_Document segment_
The National Theatre of Great Britain's production of Alan Bennett's THE HISTORY BOYS, will open on Sunday, April 23, 2006 on Broadway at the Broadhurst Theatre (235 West 44th Street) with the National's Acting Company for a 20-week limited engagement. Previews will begin on Thursday, April 14, 2006.

THE HISTORY BOYS originally opened on May 18, 2004, at the National, where it quickly became a sell-out smash hit. The play, directed by the National's artistic director Nicholas Hytner, won the Evening Standard, Olivier and London Critics' Circle Awards as Best Play.

An unruly bunch of bright, funny sixth-form boys in pursuit of sex, sport and a place at university. A maverick English teacher at odds with the young and shrewd supply teacher. A headmaster obsessed with results and a history teacher who thinks he's a fool. Alan Bennett's THE HISTORY BOYS is about staffroom rivalry, the anarchy of adolescence and the purpose of education.

THE HISTORY BOYS features scenic and costume design by Bob Crowley, lighting by Mark Henderson, sound design by Colin Pink, music by Richard Sisson and video direction by Ben Taylor. Nicholas Hytner's direction will be recreated by Simon Cox.

In its three theatres on the south bank of the Thames in London, The National Theatre of Great Britain presents an eclectic mix of new plays and classics, with seven or eight productions in repertory at any one time. It aims constantly to re-energize the great traditions of the British stage and to expand the horizons of audiences and artists alike. The most recent work from the NT seen in New York was Jumpers, Democracy, The Pillowman and Primo.

THE HISTORY BOYS will be produced by Boyett/Ostar Productions and The National Theatre of Great Britain.

Ticket information will be announced in coming weeks. Sign up at for more information.

_Stated problem_
Reproduce word for word the passage of the History Boys announcement starting with "THE HISTORY BOYS features" and going on through "by Simon Cox.".

_Excerpted data_

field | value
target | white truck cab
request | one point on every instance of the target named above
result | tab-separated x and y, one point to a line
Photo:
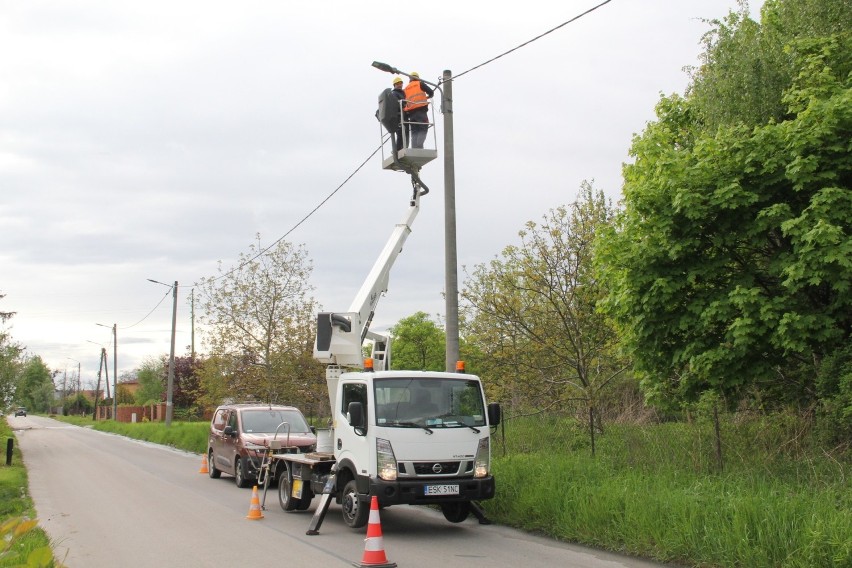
413	437
404	437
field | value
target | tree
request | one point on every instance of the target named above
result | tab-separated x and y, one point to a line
534	312
745	68
260	314
418	344
730	267
151	379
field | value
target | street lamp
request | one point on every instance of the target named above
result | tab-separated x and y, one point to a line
170	387
450	250
103	364
114	328
78	372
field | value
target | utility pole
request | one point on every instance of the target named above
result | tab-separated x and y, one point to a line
450	251
170	389
105	364
192	324
98	387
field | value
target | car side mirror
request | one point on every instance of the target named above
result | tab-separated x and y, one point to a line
355	415
495	413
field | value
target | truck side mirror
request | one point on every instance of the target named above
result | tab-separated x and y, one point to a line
355	415
495	413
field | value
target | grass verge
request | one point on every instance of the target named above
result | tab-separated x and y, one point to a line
22	541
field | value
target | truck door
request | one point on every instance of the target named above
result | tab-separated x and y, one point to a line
351	443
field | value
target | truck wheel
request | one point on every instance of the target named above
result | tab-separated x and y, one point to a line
305	502
240	477
211	467
285	486
355	513
456	512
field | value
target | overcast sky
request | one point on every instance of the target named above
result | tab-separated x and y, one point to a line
155	139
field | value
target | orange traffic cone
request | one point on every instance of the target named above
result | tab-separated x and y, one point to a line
374	552
254	509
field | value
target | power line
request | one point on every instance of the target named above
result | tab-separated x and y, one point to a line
149	313
303	219
323	202
538	37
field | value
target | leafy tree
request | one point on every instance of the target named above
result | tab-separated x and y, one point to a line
730	267
745	67
260	320
77	405
186	381
418	344
533	312
151	379
35	385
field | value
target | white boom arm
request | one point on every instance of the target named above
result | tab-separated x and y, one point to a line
340	336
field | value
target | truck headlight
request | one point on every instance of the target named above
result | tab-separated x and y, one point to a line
385	460
483	459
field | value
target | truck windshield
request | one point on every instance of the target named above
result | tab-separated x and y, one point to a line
433	402
267	420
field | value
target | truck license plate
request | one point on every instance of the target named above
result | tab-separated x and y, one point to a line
442	490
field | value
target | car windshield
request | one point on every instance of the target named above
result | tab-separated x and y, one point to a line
434	403
267	420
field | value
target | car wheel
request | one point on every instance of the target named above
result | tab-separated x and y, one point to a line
285	487
455	512
355	513
212	471
240	477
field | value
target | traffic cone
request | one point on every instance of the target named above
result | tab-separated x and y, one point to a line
254	509
374	552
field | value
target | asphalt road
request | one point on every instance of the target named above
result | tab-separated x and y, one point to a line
107	501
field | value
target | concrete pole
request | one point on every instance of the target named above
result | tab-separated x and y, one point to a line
171	385
450	254
192	318
114	371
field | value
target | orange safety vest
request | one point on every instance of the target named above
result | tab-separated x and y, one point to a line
415	96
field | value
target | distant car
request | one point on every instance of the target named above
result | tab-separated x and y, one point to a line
241	433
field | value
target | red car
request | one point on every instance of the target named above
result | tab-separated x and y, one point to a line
241	434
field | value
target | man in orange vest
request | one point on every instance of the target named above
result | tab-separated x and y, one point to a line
417	109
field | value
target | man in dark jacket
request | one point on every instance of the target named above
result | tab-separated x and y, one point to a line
417	109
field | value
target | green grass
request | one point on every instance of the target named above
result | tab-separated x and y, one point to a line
654	491
22	543
189	436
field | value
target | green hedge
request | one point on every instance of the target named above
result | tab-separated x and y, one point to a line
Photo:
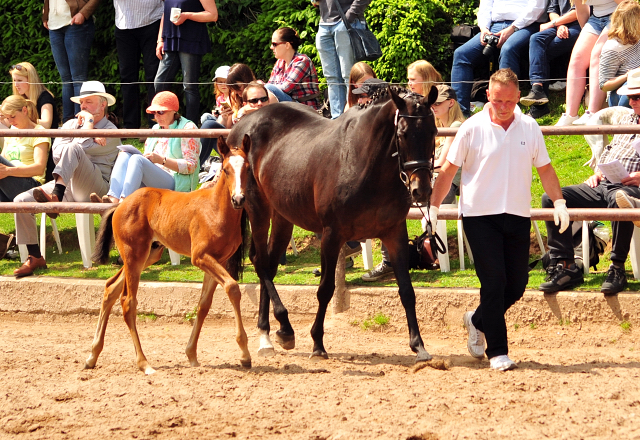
407	29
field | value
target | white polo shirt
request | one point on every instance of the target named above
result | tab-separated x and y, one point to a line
497	164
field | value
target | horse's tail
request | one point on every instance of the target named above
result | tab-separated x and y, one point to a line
235	264
104	241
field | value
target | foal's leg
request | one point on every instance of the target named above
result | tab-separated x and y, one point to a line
112	292
218	274
330	249
206	297
397	244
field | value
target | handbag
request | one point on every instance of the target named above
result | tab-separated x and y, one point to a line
365	45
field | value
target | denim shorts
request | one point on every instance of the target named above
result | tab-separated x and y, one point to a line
595	25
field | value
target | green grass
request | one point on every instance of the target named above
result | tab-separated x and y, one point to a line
568	154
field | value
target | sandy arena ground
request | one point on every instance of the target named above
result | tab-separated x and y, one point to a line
573	381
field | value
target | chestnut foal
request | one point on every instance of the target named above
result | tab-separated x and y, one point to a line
208	224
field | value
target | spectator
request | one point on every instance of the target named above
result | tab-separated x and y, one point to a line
221	92
621	52
334	47
27	84
555	39
182	41
586	55
71	30
513	22
83	166
24	159
169	163
496	150
422	76
136	32
598	192
360	72
294	76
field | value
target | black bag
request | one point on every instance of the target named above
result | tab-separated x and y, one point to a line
423	250
365	45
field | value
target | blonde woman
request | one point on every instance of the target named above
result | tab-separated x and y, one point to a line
422	76
26	83
621	53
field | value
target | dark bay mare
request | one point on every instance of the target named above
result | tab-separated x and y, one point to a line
351	178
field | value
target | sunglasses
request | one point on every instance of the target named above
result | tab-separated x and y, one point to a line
257	100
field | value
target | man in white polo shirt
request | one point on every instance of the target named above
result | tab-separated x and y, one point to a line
496	149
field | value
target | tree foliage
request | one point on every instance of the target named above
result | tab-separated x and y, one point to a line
408	30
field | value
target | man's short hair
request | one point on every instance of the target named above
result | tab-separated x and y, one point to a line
504	76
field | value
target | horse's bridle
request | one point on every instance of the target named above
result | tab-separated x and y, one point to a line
413	165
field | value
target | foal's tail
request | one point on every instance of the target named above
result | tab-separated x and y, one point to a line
104	241
235	264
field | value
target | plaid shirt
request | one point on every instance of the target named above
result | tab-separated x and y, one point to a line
620	147
298	80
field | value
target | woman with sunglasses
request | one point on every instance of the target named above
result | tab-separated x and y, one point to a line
169	163
27	84
294	76
24	159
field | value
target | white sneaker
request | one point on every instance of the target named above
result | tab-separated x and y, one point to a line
565	119
558	86
502	363
475	343
584	119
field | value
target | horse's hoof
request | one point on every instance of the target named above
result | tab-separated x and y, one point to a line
318	355
288	342
266	352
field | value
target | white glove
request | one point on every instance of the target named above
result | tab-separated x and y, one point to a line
561	215
433	216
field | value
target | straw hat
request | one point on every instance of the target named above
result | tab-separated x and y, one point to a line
93	88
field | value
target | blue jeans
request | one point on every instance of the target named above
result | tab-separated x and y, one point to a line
71	46
11	186
614	99
470	54
545	46
134	171
282	97
169	65
336	56
209	144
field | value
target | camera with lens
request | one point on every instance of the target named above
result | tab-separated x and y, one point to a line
491	49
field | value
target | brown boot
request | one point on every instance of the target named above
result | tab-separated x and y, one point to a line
29	266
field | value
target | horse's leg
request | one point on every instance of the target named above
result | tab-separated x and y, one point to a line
281	231
112	292
218	274
206	297
397	244
330	248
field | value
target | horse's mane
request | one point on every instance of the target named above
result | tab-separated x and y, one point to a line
382	95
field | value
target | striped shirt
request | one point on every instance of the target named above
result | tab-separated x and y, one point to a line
298	80
617	59
620	147
133	14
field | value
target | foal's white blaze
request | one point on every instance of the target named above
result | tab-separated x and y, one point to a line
266	347
237	162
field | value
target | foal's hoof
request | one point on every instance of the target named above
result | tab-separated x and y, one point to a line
266	352
319	355
288	342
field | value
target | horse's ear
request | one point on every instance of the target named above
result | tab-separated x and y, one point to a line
433	95
223	148
246	143
398	101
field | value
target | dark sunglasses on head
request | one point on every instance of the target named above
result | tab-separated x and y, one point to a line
256	100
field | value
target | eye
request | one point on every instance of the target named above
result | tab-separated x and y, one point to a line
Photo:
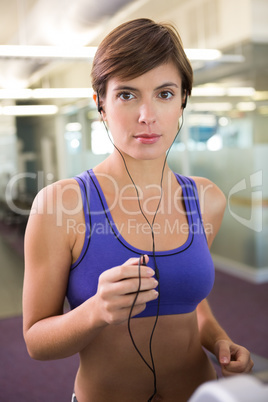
125	96
166	95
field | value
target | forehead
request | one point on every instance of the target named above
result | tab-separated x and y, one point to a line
164	73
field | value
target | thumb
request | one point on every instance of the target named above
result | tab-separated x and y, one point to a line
224	354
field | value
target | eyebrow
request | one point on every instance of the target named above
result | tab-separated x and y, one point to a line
129	88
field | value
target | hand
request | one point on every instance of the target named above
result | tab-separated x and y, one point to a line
233	358
118	287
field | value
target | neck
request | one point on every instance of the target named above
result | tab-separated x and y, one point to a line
143	172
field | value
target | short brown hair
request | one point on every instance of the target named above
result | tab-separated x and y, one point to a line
136	47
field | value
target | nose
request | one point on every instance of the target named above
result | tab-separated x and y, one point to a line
147	114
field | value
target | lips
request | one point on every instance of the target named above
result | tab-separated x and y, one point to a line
147	138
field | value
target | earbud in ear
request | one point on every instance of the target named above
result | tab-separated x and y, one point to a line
185	100
100	109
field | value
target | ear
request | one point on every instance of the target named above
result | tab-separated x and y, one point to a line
98	103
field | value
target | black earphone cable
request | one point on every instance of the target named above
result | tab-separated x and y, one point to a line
152	368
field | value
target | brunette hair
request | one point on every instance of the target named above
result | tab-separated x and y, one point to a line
136	47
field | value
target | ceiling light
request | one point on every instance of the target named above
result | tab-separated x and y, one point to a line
241	91
208	91
54	93
46	93
211	107
75	126
85	52
203	54
48	52
246	106
15	93
29	110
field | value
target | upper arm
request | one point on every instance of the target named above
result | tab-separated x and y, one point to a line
48	252
212	204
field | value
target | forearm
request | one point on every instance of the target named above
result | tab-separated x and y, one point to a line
64	335
209	328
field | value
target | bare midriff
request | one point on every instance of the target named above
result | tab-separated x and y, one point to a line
111	369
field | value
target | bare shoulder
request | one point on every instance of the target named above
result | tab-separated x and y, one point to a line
63	195
54	208
212	205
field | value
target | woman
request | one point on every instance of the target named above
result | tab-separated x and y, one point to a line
127	239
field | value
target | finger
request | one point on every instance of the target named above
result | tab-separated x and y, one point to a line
129	286
224	354
132	271
142	298
142	260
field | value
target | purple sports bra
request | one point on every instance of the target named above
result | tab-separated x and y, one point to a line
186	273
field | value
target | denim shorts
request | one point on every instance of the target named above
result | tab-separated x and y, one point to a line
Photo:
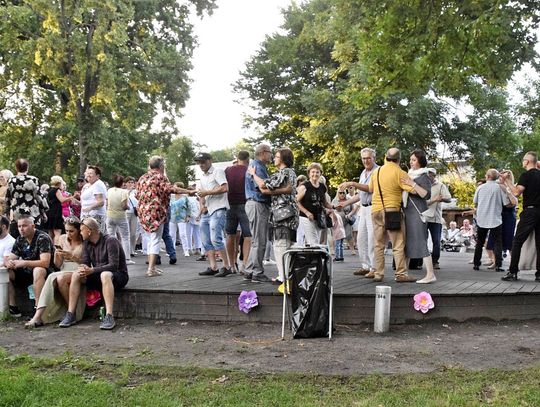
212	228
237	215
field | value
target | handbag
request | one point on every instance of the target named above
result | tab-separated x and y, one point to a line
135	212
421	214
323	220
283	212
392	219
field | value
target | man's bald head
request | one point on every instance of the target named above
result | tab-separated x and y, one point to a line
393	154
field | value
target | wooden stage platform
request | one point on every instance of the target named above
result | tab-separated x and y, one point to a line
459	294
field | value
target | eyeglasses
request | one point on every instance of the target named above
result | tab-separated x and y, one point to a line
72	220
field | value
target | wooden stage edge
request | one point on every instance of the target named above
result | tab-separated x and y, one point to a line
349	309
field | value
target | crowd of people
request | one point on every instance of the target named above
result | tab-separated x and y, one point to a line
63	246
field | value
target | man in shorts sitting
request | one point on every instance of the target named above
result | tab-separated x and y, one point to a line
30	261
103	267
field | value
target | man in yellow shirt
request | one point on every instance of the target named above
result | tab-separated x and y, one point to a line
392	180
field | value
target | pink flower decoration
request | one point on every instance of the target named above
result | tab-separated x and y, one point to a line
247	300
92	297
423	302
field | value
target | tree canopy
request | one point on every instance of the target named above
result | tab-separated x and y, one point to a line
83	81
346	74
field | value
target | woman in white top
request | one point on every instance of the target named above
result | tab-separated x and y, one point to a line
117	203
93	197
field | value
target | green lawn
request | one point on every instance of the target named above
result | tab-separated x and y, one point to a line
70	381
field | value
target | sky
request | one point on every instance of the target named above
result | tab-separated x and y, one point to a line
227	39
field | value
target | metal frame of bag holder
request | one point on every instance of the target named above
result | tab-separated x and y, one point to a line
286	264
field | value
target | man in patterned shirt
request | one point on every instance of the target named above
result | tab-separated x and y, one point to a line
153	194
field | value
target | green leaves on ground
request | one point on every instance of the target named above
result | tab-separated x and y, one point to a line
67	381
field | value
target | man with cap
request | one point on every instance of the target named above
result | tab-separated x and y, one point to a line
214	203
439	194
258	211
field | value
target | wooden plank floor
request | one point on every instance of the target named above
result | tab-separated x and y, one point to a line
456	277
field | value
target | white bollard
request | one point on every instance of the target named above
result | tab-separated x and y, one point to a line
4	301
383	293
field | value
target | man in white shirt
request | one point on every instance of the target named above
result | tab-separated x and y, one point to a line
6	240
489	200
213	197
439	194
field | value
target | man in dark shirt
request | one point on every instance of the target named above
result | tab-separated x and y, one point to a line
529	220
30	261
103	267
236	214
258	212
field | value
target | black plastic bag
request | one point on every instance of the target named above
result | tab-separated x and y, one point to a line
310	294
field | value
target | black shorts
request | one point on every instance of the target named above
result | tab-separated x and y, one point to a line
93	281
24	277
237	215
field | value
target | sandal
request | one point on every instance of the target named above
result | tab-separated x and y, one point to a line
33	324
152	273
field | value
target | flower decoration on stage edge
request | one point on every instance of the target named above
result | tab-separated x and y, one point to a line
92	297
423	302
247	301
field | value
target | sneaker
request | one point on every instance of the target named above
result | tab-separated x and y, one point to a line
108	322
223	272
208	272
158	261
260	278
14	311
68	320
405	279
510	276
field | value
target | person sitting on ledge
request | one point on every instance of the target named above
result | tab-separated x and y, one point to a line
30	261
103	267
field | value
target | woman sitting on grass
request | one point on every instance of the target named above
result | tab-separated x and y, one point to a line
54	297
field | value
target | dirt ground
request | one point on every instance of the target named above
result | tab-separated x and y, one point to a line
258	347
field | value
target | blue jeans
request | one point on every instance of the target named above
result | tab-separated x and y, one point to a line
169	244
339	248
435	230
212	228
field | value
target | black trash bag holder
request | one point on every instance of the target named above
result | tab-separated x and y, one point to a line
323	249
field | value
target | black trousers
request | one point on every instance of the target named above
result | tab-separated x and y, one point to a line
528	221
496	233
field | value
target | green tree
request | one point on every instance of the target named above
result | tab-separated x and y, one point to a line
179	157
342	75
83	81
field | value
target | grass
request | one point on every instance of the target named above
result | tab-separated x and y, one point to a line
71	381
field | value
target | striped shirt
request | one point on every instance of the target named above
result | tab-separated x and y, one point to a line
489	200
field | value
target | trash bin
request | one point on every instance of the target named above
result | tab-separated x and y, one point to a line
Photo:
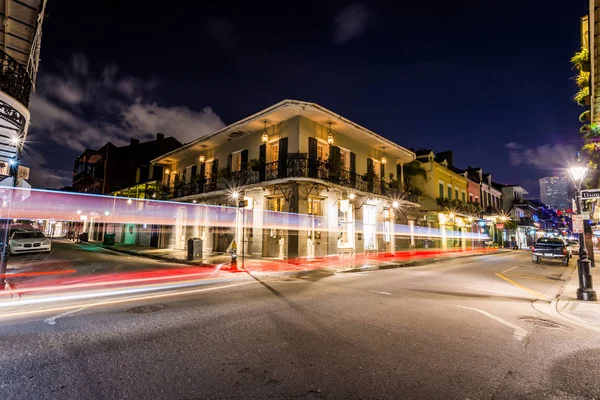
109	239
194	247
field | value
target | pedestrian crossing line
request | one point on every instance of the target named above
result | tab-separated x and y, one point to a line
539	295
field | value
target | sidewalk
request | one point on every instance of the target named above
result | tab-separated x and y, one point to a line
334	263
179	256
586	312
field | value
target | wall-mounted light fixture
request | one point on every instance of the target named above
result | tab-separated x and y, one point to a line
330	135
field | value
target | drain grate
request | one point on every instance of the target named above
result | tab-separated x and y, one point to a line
145	309
542	323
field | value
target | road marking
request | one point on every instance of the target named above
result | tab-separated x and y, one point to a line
52	320
532	277
519	332
510	269
490	290
537	294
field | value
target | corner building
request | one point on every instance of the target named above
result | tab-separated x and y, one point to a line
295	159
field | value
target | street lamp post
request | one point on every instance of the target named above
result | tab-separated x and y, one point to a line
13	168
585	291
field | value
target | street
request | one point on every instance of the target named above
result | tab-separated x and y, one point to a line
448	330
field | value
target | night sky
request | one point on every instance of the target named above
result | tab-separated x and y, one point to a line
490	80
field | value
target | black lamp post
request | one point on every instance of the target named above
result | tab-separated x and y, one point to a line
13	168
586	292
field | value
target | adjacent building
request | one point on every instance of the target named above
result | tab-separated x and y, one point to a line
554	192
112	168
291	159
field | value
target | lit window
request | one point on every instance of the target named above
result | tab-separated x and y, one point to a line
273	152
369	226
236	161
345	224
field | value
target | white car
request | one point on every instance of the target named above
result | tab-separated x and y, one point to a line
28	242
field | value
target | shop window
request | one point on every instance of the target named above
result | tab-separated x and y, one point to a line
345	225
369	226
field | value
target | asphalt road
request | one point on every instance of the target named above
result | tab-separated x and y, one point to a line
460	329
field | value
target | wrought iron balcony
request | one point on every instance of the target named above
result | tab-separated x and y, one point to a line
14	79
297	166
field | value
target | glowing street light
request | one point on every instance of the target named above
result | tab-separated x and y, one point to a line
586	291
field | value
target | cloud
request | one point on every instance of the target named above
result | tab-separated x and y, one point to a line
513	146
543	157
82	107
350	22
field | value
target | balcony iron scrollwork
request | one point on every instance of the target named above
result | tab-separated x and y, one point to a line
14	79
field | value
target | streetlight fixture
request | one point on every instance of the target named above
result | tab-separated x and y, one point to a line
586	291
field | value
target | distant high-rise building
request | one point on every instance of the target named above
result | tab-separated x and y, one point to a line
554	192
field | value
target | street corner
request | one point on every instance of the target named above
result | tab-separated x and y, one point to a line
582	312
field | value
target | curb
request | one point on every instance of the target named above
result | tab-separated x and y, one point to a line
415	263
154	257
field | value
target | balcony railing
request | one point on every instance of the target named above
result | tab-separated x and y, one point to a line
14	79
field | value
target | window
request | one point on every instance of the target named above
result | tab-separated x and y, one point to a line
369	226
275	203
345	158
236	161
188	174
208	169
273	154
345	225
377	168
315	209
320	152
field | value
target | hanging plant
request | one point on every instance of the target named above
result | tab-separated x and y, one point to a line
583	96
584	117
581	60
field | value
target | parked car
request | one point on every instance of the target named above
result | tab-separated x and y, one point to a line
28	241
574	245
552	248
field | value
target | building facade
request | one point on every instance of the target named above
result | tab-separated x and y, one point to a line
292	159
20	43
554	192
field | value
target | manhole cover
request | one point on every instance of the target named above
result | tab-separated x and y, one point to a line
542	323
145	309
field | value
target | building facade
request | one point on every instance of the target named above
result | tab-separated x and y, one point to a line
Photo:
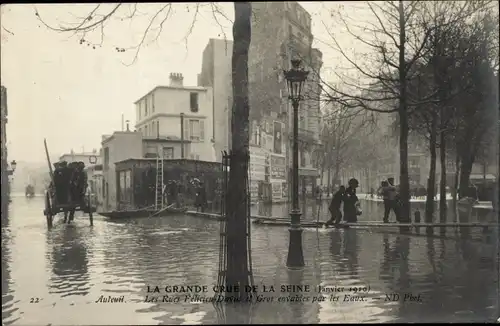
281	31
3	131
91	158
177	112
216	72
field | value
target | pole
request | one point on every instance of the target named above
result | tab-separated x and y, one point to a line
295	259
48	160
182	135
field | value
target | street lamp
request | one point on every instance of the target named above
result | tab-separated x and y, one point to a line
13	165
295	78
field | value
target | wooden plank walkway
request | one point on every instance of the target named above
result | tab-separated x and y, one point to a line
285	221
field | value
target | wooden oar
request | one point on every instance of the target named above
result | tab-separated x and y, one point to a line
161	210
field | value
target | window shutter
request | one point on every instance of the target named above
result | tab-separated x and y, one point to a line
202	130
187	126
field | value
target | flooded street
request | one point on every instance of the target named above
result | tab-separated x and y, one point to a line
55	277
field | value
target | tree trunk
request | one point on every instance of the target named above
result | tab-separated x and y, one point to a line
442	185
237	205
465	171
431	181
329	181
336	172
457	174
403	120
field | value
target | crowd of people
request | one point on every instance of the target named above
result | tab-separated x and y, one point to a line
347	198
69	184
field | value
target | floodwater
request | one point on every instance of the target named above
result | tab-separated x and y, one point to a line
55	277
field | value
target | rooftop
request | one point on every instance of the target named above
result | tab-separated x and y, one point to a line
186	88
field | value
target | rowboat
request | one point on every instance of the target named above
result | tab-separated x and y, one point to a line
144	212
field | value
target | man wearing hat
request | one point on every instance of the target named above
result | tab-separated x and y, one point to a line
351	202
390	200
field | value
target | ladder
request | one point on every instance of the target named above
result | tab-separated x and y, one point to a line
159	180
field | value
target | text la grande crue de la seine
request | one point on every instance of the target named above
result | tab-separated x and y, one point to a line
290	288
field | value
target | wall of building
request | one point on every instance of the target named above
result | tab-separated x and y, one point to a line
120	146
151	148
216	72
165	121
81	157
282	31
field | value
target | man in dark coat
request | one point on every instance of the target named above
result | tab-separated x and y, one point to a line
389	193
201	197
350	200
334	208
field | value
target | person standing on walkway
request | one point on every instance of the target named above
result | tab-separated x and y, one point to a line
334	208
351	202
389	195
201	197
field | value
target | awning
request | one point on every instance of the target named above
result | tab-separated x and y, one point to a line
482	176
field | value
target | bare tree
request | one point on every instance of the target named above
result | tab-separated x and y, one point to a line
341	133
95	22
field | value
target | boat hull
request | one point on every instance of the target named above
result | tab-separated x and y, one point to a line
143	213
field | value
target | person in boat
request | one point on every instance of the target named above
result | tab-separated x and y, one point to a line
201	197
334	208
390	201
61	183
351	202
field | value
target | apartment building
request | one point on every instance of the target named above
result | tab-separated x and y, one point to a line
179	114
282	31
216	72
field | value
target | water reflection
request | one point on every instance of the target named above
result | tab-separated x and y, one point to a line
68	251
8	304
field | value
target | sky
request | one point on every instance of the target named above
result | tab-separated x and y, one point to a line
72	94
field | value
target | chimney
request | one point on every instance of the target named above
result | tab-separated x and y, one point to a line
176	79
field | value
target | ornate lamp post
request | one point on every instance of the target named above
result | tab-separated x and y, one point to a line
295	78
13	165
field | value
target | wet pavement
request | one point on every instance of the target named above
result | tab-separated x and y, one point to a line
55	277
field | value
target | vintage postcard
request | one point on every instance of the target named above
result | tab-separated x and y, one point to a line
250	162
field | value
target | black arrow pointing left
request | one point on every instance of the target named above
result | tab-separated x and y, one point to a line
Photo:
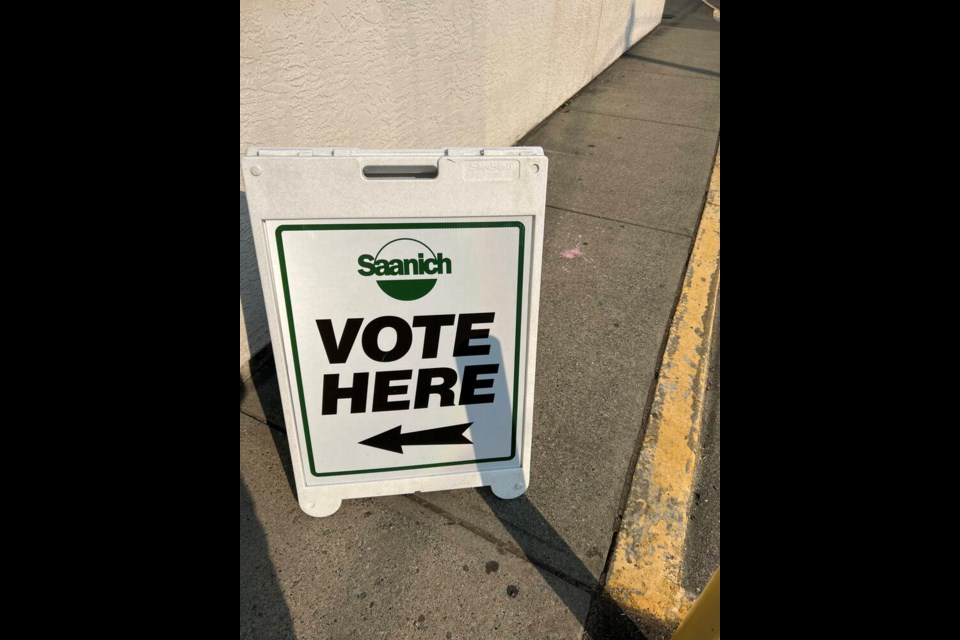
394	440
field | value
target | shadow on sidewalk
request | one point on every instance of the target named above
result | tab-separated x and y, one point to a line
263	608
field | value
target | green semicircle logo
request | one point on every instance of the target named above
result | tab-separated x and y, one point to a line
406	290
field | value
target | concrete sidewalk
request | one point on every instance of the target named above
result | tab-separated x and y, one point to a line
630	158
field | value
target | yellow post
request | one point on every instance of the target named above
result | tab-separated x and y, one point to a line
703	621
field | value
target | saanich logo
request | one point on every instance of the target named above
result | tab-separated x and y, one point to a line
400	267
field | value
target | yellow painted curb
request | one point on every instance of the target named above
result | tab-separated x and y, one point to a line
645	576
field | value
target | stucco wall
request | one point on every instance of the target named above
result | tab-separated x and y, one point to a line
413	73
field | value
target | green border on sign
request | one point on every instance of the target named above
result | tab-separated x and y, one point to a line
293	335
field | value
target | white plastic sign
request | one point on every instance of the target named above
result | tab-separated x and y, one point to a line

_Solution to the problem_
THE HISTORY BOYS features scenic and costume design by Bob Crowley, lighting by Mark Henderson, sound design by Colin Pink, music by Richard Sisson and video direction by Ben Taylor. Nicholas Hytner's direction will be recreated by Simon Cox.